Listed records:

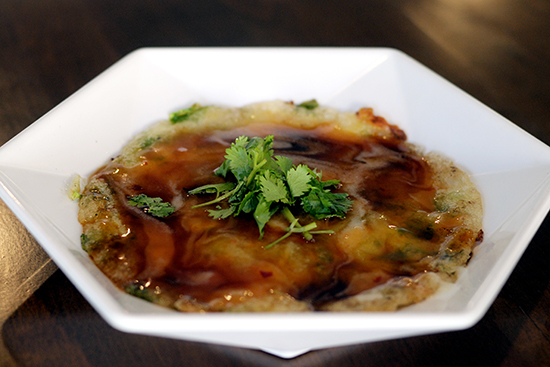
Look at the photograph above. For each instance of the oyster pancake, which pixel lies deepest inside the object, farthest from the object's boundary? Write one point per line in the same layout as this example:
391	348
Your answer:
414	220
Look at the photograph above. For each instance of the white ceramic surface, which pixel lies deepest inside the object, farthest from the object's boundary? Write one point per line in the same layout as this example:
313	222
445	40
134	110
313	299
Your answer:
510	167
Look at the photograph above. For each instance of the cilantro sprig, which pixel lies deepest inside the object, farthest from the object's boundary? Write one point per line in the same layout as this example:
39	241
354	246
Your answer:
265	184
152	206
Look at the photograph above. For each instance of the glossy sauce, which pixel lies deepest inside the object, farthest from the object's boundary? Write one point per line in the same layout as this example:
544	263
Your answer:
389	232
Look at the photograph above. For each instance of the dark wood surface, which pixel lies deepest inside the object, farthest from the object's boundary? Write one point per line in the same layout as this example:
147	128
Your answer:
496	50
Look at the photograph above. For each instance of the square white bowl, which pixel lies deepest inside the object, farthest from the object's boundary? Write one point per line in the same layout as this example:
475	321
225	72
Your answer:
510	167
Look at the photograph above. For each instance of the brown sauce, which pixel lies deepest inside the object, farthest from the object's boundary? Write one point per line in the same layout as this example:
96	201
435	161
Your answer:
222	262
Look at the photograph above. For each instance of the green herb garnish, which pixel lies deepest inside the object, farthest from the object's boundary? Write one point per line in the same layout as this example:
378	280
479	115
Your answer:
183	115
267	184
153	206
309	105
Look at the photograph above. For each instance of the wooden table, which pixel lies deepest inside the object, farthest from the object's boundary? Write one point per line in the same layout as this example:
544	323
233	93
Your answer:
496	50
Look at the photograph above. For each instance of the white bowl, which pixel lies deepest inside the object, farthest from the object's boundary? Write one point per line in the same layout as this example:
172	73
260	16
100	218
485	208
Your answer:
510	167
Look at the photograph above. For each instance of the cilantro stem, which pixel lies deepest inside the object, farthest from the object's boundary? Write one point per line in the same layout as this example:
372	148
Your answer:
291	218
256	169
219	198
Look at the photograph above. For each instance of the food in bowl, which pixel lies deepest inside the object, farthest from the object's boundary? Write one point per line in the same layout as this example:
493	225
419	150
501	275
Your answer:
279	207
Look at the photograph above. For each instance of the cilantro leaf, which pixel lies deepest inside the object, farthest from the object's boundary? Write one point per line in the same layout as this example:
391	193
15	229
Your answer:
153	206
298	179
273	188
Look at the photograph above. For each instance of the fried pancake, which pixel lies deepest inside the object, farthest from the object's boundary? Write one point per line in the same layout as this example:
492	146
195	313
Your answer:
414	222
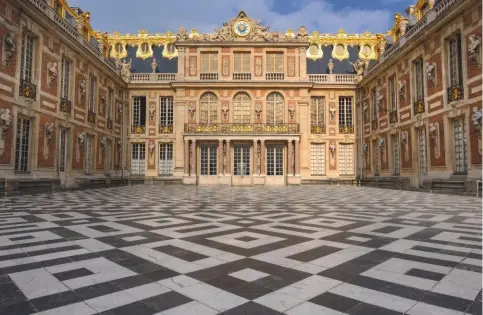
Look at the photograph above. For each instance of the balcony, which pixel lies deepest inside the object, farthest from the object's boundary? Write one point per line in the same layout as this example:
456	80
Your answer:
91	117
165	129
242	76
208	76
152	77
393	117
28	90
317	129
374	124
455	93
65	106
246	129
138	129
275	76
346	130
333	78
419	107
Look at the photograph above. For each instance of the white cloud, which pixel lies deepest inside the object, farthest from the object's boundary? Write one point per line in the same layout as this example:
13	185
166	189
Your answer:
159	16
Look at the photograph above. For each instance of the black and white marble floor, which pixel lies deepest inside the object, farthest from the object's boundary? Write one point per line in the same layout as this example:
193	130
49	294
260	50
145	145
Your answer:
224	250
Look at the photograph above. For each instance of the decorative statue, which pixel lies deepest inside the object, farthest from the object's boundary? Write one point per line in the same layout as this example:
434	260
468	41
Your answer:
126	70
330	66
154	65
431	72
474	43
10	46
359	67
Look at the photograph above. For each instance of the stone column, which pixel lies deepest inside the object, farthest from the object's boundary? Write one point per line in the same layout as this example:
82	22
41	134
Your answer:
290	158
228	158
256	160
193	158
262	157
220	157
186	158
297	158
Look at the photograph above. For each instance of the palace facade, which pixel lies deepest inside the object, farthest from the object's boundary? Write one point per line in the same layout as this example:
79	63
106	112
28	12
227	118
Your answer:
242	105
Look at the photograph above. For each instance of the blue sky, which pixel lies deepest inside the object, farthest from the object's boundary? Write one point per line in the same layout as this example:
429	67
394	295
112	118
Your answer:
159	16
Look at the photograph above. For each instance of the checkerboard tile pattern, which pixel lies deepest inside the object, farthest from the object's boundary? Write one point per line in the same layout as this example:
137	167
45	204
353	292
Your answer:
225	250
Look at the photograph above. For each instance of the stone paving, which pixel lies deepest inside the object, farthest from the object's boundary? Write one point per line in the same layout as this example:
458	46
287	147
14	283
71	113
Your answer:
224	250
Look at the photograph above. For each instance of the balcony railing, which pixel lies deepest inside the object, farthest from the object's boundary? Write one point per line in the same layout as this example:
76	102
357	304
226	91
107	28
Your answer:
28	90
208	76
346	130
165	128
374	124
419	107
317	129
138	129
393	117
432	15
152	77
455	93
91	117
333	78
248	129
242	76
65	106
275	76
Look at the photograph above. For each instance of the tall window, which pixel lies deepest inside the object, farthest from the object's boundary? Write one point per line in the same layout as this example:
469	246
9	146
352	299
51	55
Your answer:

==

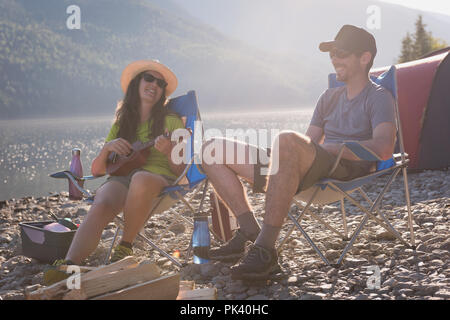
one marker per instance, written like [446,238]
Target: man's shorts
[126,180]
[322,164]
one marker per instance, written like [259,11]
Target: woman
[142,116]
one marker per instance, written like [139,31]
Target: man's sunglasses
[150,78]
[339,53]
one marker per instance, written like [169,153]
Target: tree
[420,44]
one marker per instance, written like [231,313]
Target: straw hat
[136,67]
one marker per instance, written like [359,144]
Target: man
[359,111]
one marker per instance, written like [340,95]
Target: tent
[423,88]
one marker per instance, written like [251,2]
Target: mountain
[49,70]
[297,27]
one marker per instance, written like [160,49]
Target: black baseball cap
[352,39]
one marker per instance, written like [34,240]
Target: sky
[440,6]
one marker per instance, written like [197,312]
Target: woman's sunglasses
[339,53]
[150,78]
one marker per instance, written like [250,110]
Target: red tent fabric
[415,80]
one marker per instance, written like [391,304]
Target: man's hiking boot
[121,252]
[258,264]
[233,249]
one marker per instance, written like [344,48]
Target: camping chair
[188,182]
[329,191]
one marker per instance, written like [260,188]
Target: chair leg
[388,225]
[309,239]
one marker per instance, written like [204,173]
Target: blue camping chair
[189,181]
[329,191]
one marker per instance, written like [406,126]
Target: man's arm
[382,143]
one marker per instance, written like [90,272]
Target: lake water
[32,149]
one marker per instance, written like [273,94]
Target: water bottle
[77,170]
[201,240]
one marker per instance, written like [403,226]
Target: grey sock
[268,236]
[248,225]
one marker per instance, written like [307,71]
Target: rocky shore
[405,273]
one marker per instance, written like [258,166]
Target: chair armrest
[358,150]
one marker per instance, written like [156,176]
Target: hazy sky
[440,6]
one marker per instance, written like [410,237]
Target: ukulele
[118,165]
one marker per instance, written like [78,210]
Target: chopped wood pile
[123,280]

Problem: Please return each line above that contains the word "white".

Output for this exercise:
Look at the photograph above. For each instance of the white ceramic surface, which pixel lies deepest inside the object, farthest from the object's boundary? Write one point per line in the same layout as this example:
Look at the photograph above. For each instance of the square white bowl, which pixel lies deepest inside the object, farthest from the object's boundary? Write one point per line in the same layout as this example:
Look at the photograph above. For each instance of the white bowl, which pixel lies deepest inside the object, farthest from the object's boundary? Write one point per line in the same layout as this example:
Look at the photograph above. For each instance of the white cloud, which pixel lies deepest inside the object, farthest from the object's boundary? Write one point per line in the same layout as this example:
Look at the photograph above. For each instance of the black and white marble floor, which pixel lies deepest inside the object, farthest from the object's boundary? Write one point per line in the same layout as this example:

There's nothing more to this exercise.